Work to complete >> Copy every one of the following records word for word, without changing a single character.

Records supplied >>
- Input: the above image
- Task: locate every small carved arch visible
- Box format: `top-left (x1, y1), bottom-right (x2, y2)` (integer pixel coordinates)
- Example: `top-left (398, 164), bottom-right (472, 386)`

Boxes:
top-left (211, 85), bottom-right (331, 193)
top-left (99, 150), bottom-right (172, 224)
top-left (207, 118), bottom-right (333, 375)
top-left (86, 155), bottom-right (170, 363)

Exercise output >>
- Input: the above image
- Task: locate every small carved arch visible
- Box format: `top-left (x1, y1), bottom-right (x2, y2)` (integer pixel coordinates)
- Example: `top-left (398, 164), bottom-right (472, 386)`

Boxes:
top-left (211, 85), bottom-right (331, 193)
top-left (99, 150), bottom-right (172, 224)
top-left (207, 118), bottom-right (333, 375)
top-left (86, 155), bottom-right (170, 363)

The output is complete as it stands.